*GIVEN RECORDS*.
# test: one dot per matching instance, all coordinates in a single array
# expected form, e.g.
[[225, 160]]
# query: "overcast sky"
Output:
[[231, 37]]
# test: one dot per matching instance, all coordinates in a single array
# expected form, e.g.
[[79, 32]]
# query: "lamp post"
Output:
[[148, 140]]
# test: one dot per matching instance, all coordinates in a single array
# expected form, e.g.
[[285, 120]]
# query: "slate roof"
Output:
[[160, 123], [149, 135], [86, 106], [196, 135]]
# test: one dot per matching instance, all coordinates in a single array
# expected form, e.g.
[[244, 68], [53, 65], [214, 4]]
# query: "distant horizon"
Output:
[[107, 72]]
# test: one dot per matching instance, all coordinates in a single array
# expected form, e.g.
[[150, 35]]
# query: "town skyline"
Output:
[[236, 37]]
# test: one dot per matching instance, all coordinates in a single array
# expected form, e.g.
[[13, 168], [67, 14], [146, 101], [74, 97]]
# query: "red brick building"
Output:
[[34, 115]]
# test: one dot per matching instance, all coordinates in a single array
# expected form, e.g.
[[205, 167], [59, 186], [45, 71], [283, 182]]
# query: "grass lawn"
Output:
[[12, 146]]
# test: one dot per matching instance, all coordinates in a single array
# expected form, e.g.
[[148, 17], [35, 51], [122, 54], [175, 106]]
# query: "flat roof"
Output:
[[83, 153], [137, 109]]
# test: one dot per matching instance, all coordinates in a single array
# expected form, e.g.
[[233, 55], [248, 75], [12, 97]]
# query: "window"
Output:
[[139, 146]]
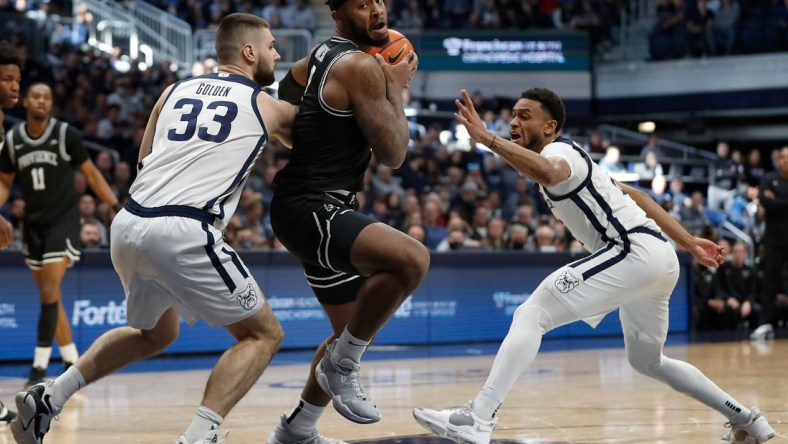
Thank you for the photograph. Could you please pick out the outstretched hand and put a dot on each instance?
(467, 115)
(707, 252)
(6, 233)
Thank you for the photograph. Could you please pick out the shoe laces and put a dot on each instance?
(358, 388)
(351, 372)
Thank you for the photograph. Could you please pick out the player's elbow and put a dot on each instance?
(391, 160)
(550, 177)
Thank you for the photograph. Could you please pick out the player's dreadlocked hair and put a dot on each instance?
(550, 102)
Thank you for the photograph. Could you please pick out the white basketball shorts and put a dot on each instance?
(638, 279)
(180, 262)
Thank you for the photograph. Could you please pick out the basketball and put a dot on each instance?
(395, 50)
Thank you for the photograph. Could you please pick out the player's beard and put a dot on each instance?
(263, 74)
(361, 36)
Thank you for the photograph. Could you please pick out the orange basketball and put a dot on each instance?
(395, 50)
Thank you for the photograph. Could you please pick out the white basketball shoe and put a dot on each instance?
(458, 424)
(339, 379)
(35, 413)
(212, 437)
(756, 431)
(283, 435)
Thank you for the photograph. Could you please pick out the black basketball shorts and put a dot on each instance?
(320, 229)
(51, 241)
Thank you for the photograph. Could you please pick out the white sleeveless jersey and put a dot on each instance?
(589, 203)
(208, 136)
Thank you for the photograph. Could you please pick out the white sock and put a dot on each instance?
(41, 357)
(65, 386)
(486, 403)
(684, 378)
(302, 421)
(348, 346)
(69, 353)
(204, 421)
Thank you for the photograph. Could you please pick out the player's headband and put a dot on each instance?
(334, 4)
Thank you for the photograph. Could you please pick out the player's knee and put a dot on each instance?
(531, 317)
(49, 293)
(158, 340)
(275, 335)
(645, 361)
(414, 268)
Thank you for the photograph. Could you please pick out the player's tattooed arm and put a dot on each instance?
(378, 110)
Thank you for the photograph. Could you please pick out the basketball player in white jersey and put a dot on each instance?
(10, 78)
(632, 267)
(203, 137)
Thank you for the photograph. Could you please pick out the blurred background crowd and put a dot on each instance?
(450, 194)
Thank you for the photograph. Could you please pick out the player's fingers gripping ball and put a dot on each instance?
(395, 50)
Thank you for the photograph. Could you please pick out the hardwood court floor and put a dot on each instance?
(577, 396)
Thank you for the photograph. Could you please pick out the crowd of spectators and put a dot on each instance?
(697, 28)
(448, 194)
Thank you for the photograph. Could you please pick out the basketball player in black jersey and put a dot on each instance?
(41, 155)
(10, 77)
(359, 269)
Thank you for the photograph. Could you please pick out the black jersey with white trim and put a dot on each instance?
(329, 150)
(44, 167)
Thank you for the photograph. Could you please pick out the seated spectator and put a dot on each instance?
(724, 179)
(88, 214)
(431, 216)
(677, 195)
(299, 15)
(735, 303)
(518, 238)
(651, 145)
(648, 168)
(479, 222)
(457, 236)
(417, 232)
(495, 239)
(693, 217)
(699, 22)
(486, 15)
(668, 38)
(753, 169)
(525, 216)
(595, 144)
(410, 16)
(545, 239)
(722, 34)
(658, 190)
(384, 182)
(89, 236)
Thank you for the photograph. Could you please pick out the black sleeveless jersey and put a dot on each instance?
(329, 150)
(44, 168)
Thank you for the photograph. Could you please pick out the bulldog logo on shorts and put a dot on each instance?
(247, 298)
(566, 282)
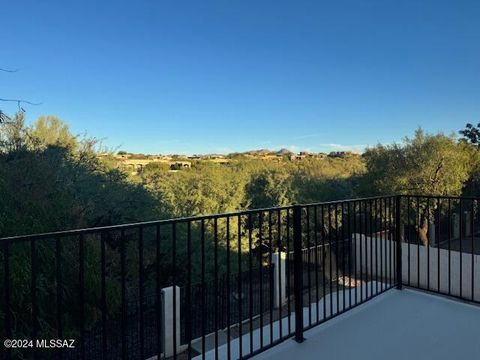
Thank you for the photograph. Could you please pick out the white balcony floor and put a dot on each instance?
(396, 325)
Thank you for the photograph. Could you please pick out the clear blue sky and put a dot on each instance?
(221, 76)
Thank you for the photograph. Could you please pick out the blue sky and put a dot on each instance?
(223, 76)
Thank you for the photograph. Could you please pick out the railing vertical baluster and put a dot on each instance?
(288, 272)
(250, 275)
(354, 243)
(398, 224)
(298, 272)
(280, 278)
(409, 233)
(382, 242)
(460, 246)
(330, 257)
(141, 291)
(228, 290)
(428, 243)
(342, 242)
(439, 209)
(417, 221)
(189, 292)
(215, 279)
(33, 291)
(316, 261)
(324, 267)
(270, 282)
(337, 282)
(309, 260)
(260, 273)
(240, 312)
(472, 218)
(371, 223)
(360, 247)
(158, 292)
(8, 326)
(123, 273)
(81, 286)
(375, 228)
(449, 247)
(204, 313)
(58, 260)
(174, 284)
(388, 241)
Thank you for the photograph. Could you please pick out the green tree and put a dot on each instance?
(425, 165)
(50, 130)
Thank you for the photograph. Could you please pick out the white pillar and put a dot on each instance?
(168, 318)
(279, 279)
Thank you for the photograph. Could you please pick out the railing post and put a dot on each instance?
(298, 272)
(398, 222)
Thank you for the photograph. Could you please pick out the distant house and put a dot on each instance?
(177, 165)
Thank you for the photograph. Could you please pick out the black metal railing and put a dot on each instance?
(228, 285)
(438, 238)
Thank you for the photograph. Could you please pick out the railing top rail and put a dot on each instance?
(74, 232)
(413, 196)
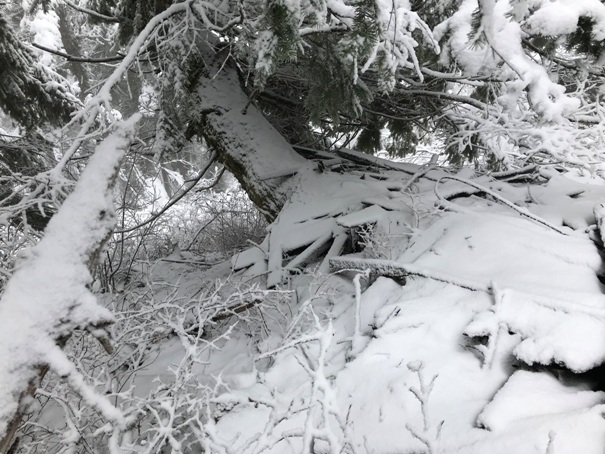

*TASK REQUIREMENTS*. Starting at the line that contains "out the bulldog" and ending at the end of the records, reproduce every line, requests included, scaling each point coordinate in the answers by 1.85 and rounding to whole numbers, with halves rounded up. Leave the pictures out of your answer.

*SOLUTION*.
Thank you for the photograph. Could you please pick out the bulldog logo on shorts and put a dot on each instance?
(457, 551)
(1047, 522)
Thank you for the photograph. Could you please pick out the white balcony floor and put a dot on each instance?
(733, 601)
Thank you for the photograph. Could you please pick out the clear blue sky and put a dot on each instance?
(409, 141)
Thank you for the photograph. Could you please pick out the blue sky and put a dot on each instance?
(413, 141)
Thank you for the photograph. Could you please pick out the railing vertical baluster and put a dot on each instance?
(533, 503)
(463, 509)
(655, 450)
(736, 414)
(551, 503)
(518, 514)
(757, 431)
(707, 448)
(851, 455)
(611, 475)
(261, 538)
(422, 537)
(792, 450)
(633, 448)
(812, 387)
(771, 409)
(350, 540)
(398, 516)
(61, 538)
(585, 483)
(599, 494)
(500, 522)
(623, 522)
(572, 481)
(481, 505)
(444, 577)
(873, 403)
(686, 413)
(666, 457)
(292, 540)
(15, 603)
(228, 505)
(150, 529)
(694, 422)
(831, 457)
(377, 579)
(107, 481)
(322, 525)
(718, 446)
Thank you for the photograph. Could you please pick out the green tree and put a dot on each instance?
(786, 305)
(93, 241)
Thank you for the photograph. Could you please pick out the white pillar and put a dot on each instance?
(311, 588)
(516, 516)
Thank you for the photograph. Could you please pick out the railing post and put a dot on each instance?
(551, 503)
(736, 411)
Thank you for the photograph. Could you please pick out the distant house and put a dot on each instance?
(327, 305)
Thank you for the photograph. Could you please pick out the black metal railing and put a dot on each instance?
(422, 527)
(810, 440)
Thank you for the photograph. Could you please pick out the railing top rail and put a dot on each instance?
(137, 429)
(764, 363)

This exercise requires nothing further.